• [Excerpt provided]:
^^^^^^^^^^^^^^^^

On Monday, decorated Olympic gymnast Mary Lou Retton issued a statement for the first time since she was hospitalized with a rare form of pneumonia in early October.
Fifty-five-year-old Retton was released from the hospital last week after approximately two weeks of struggling with the illness. She posted on Instagram Monday morning, saying that she is “continuing to slowly recover” and thanked her supporters and well-wishers.
“I’m beyond blessed to have the opportunity to make this statement,” she wrote. “I am overwhelmed with the love and support from the world as I fight. I am forever grateful to you all! I’m with family continuing to slowly recover and staying very positive as I know this recovery is a long and slow process.
“I appreciate everyone’s respect of my privacy at this time,” she continued. “When the time is right, I will be sharing more information about my health issues and hope I can help others who may face the same battle as me. I love you all.”
Retton won the gold medal at the age of 16 in the individual all-around competition in the 1984 Olympics in Los Angeles and a total of five medals at that year’s games. She was nicknamed “America’s Sweetheart” and became an icon in the U.S. Olympic movement, showing America’s prowess in a sport previously dominated by Romanian and Soviet Union athletes for decades.
Retton retired from gymnastics following the 1984 games but went on to have a number of appearances across pop culture, including a role in the 1994 movie “Naked Gun 33 ¹/₃: The Final Insult,” plus a spot in an episode of “Baywatch.”
It is still unknown what specific ailment Retton was suffering from, as her daughter McKenna revealed that she was “fighting for her life” with an unspecified, but rare, form of pneumonia.
Retton’s family set up a crowdfunding movement for her, as she was in the ICU and uninsured, which raised nearly $460,000 for her medical expenses.

^^^^^^^^^^^^^^^^

• [How to complete this task]: Write out the Mary Lou Retton article again, everything from "Fifty-five-year-old Retton was" down to "supporters and well-wishers.", swapping "Instagram" for "Facebook".

^^^^^^^^^^^^^^^^

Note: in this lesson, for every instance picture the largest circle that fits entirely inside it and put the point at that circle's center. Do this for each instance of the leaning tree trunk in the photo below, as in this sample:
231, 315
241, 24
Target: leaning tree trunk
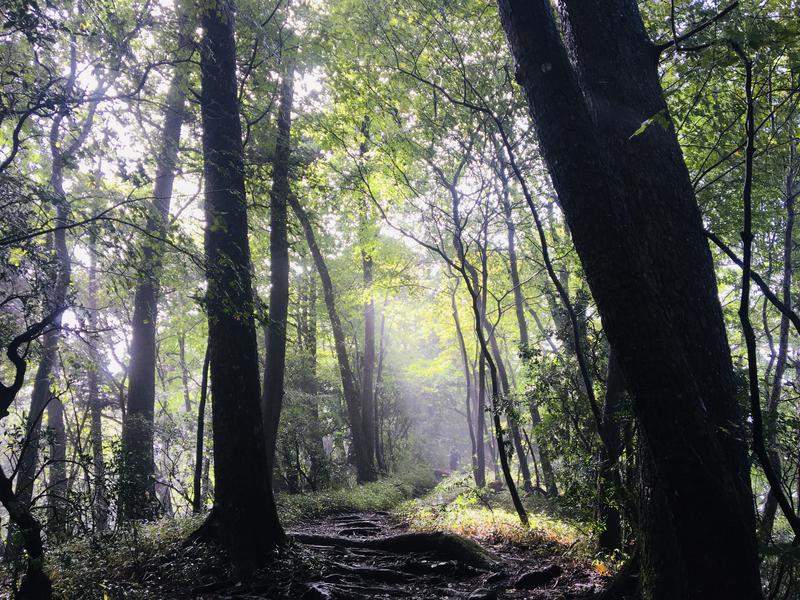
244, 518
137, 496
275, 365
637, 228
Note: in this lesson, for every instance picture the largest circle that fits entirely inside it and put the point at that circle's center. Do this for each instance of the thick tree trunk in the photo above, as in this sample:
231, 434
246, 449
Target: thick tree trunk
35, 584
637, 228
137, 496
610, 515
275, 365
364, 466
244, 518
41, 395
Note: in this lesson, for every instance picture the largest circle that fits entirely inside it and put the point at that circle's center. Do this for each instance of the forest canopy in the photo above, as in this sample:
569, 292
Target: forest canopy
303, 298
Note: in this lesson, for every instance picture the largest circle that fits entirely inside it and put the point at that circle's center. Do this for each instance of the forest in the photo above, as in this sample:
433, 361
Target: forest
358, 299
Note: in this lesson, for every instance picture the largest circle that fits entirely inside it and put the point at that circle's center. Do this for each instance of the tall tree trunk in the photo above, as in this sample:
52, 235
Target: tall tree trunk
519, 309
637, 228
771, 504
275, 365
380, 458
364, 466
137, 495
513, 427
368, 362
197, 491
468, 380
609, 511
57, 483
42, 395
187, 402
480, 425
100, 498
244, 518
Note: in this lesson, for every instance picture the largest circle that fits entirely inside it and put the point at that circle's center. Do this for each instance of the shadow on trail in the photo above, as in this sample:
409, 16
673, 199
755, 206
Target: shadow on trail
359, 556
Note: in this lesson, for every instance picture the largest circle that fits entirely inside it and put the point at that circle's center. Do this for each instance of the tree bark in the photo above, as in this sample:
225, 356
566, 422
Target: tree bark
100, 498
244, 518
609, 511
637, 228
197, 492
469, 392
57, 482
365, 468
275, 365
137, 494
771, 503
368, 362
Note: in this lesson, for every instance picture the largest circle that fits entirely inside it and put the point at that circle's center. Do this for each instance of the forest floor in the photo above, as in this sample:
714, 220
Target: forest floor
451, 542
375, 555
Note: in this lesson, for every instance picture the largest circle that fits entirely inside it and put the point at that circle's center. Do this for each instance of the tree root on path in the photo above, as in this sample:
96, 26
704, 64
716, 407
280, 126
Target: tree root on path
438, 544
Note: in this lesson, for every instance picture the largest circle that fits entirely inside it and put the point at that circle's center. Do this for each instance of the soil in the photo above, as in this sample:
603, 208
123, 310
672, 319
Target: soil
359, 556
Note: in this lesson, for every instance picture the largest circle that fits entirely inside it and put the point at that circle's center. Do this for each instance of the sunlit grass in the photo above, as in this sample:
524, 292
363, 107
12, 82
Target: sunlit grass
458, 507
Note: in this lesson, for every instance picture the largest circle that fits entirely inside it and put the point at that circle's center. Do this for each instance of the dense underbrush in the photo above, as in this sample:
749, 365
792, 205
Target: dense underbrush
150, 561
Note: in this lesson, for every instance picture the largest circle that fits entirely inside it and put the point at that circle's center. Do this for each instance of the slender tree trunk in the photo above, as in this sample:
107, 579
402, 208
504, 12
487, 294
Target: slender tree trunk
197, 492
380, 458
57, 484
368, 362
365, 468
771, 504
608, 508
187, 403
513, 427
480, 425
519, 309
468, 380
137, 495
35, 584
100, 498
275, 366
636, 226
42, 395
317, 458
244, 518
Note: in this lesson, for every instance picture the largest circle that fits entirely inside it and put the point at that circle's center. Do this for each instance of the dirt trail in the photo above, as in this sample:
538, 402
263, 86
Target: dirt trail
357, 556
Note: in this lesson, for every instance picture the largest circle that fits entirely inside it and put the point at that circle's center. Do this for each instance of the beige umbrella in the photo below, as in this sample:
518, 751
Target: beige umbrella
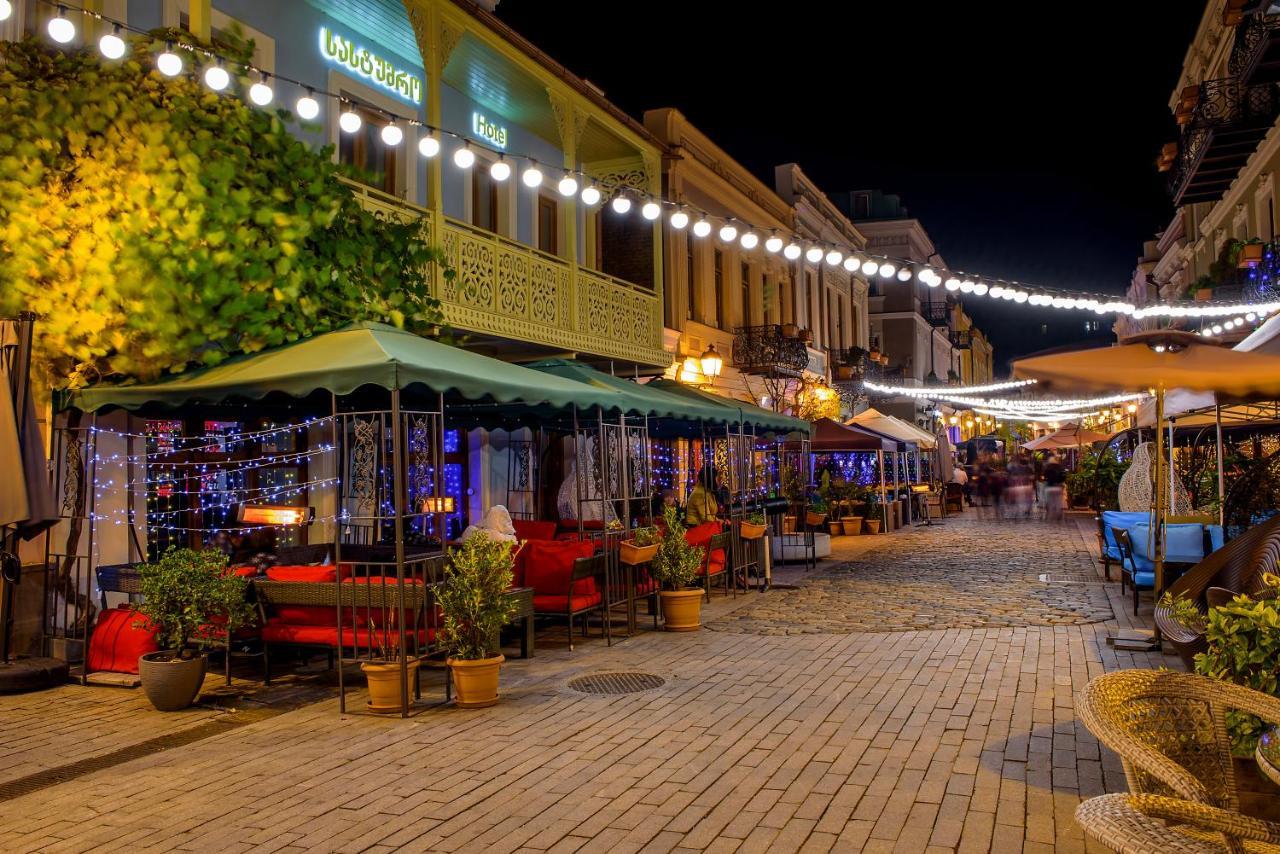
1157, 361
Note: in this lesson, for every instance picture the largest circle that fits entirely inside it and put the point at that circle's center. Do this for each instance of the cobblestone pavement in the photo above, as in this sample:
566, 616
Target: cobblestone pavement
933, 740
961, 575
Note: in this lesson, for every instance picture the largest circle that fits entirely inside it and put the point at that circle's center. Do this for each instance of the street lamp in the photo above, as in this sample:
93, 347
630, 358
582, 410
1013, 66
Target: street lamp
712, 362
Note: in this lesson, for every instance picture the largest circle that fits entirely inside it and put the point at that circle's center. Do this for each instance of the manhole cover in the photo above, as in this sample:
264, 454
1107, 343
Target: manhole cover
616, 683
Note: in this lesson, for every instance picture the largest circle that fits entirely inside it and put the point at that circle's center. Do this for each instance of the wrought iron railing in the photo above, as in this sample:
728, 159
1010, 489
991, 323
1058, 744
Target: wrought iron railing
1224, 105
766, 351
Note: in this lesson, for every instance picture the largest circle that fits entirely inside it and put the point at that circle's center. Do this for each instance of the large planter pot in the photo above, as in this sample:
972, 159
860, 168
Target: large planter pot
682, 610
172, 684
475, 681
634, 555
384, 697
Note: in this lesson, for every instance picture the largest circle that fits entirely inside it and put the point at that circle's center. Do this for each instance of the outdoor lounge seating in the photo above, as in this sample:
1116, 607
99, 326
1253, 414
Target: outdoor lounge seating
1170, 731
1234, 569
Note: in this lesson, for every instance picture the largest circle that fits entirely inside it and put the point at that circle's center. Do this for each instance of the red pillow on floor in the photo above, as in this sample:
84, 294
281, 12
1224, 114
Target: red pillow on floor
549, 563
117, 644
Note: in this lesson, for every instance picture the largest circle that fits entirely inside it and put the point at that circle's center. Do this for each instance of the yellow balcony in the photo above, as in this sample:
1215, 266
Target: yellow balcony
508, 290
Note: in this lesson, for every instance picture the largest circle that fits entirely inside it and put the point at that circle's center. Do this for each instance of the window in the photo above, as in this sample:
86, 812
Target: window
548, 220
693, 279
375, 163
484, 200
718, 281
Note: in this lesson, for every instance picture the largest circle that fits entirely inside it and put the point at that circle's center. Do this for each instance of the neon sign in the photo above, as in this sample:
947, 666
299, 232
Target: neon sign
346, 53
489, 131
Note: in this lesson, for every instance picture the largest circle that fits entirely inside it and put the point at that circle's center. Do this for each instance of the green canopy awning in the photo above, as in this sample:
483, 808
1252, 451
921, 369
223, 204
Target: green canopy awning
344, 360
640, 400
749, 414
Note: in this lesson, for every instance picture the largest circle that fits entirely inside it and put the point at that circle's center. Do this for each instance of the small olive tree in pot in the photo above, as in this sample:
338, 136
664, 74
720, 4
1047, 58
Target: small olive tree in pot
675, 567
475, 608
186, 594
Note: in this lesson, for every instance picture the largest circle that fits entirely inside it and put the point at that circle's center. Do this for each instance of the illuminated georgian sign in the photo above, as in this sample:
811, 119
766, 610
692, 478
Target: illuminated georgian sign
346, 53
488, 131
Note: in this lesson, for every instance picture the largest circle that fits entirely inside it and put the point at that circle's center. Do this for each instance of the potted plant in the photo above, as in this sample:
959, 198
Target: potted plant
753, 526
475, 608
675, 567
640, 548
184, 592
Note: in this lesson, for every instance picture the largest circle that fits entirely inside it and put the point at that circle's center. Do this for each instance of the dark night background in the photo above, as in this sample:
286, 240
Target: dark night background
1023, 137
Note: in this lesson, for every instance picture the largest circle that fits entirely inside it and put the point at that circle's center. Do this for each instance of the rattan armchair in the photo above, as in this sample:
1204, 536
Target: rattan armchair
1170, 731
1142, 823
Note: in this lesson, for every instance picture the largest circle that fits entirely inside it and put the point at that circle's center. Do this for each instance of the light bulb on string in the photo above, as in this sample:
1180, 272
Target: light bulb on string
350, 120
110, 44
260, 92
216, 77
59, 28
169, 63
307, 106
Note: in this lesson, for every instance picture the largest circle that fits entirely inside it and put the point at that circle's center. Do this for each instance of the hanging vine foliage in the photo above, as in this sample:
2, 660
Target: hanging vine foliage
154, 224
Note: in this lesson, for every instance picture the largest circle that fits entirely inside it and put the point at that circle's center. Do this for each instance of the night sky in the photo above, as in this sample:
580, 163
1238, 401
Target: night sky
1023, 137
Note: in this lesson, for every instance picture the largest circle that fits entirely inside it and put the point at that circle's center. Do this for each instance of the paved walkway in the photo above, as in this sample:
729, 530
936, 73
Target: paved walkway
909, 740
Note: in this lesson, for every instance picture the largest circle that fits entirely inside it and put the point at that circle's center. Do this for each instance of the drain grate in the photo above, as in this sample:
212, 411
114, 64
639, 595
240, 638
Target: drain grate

^^^^^^^^^^^^^^^^

• [Response to this task]:
Fifty-five-year-old Retton was released from the hospital last week after approximately two weeks of struggling with the illness. She posted on Facebook Monday morning, saying that she is “continuing to slowly recover” and thanked her supporters and well-wishers.